§ Required tasks:
**1)** In the department store design article, rewrite the paragraph beginning "In a world of time-constrained shoppers" more concisely, keeping its main facts.
**2)** Swap "shoppers" for "customers" and reproduce the part of the department store design article starting with "In a world of" and going on through "and increased amenities.".

§ Excerpt provided:

──────

With heated competition between department store anchors and steady pressure frominventive specialty retailers, it's often left to design to distinguish one department store from the next. Dogged by sameness, perceived stodginess and stale customer service, the department store sector is starting to think outside its rather large box.
In a world of time-constrained shoppers, department stores have an edge over the smaller, lifestyle retailers: They are a one-stop shopping destination with extensive square footage and multiple product categories. As a result, department store designs are exploiting these strengths with fewer walls and dividers, higher light levels, more inventive merchandising and increased amenities.
Still, mall department stores often look for cues from specialty retailers, and vice versa.
"Specialty stores are typically focused at a much more targeted customer base, so they need to be a more focused machine," says Stephen Terry, COO for Fort Lauderdale, Fla.-based Pavlik Design Team. "Department stores, however, tend to have a much broader market identity. But they both need that focus, and they look to each other to see how the other player is executing it."
Open up and say "Wow"
In an attempt to further hone their identity, department stores have made key changes in execution. The dramatically shaded, rigidly sectioned days of department stores are officially over, says Rudolph V. Javosky, senior vice president of design and construction for Cincinnati-based Federated Department Stores Inc.
"We have clearly moved in the direction of opening up the stores," he says. "We have fewer interruptive walls and we've gotten away from department categorization. The old Macy's store had that - a grand walkway down the center of the store, with departments set in their own boutique-type setting."

──────

§ Information supplied:
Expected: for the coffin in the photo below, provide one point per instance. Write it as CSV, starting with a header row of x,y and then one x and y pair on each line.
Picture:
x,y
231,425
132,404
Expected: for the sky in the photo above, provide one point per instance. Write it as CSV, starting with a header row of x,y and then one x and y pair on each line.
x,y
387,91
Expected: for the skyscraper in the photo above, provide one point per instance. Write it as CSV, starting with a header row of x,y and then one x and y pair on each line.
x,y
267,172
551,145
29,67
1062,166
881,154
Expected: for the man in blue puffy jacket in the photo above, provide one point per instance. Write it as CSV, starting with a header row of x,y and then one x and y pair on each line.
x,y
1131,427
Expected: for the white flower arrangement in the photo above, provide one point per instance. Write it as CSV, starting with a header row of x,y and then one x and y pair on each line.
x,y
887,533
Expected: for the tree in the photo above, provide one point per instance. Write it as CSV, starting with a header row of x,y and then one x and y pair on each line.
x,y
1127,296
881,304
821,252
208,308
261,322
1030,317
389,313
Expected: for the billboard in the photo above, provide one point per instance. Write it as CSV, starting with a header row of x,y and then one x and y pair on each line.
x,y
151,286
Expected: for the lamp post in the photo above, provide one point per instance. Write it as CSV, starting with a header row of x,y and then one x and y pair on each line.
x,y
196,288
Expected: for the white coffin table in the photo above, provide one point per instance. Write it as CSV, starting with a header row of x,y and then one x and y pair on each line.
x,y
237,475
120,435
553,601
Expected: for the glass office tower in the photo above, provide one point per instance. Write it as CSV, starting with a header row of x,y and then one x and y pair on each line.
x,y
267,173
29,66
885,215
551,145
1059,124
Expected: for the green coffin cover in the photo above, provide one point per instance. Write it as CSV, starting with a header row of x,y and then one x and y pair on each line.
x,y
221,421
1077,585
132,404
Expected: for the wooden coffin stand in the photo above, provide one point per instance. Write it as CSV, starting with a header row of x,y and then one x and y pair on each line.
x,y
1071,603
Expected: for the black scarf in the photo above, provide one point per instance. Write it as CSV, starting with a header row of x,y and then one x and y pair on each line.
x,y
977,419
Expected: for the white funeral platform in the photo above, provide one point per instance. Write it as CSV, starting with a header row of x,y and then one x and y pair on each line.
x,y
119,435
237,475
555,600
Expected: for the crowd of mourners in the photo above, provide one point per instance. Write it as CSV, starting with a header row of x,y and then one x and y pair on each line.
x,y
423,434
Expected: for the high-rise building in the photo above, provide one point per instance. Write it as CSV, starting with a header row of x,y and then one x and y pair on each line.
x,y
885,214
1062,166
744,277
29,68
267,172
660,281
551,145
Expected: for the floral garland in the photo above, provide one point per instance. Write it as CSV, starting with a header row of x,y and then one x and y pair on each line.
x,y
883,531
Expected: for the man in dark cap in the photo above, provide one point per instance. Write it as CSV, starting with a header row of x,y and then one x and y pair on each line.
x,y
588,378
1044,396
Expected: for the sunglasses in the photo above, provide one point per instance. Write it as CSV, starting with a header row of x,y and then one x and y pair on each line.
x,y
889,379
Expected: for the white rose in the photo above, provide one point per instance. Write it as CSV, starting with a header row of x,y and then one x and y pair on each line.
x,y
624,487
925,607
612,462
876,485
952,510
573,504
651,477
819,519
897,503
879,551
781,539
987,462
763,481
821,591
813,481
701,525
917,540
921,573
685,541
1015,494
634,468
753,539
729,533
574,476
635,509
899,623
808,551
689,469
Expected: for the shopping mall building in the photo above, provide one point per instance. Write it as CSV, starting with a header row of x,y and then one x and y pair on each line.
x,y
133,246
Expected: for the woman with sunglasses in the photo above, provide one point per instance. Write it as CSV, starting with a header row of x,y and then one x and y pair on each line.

──────

§ Answers to each task:
**1)** For busy shoppers, department stores beat smaller lifestyle retailers as one-stop destinations with large floor space and many product categories. Their designs now play to these strengths: fewer walls and dividers, brighter lighting, more inventive merchandising and more amenities.

**2)**
In a world of time-constrained customers, department stores have an edge over the smaller, lifestyle retailers: They are a one-stop shopping destination with extensive square footage and multiple product categories. As a result, department store designs are exploiting these strengths with fewer walls and dividers, higher light levels, more inventive merchandising and increased amenities.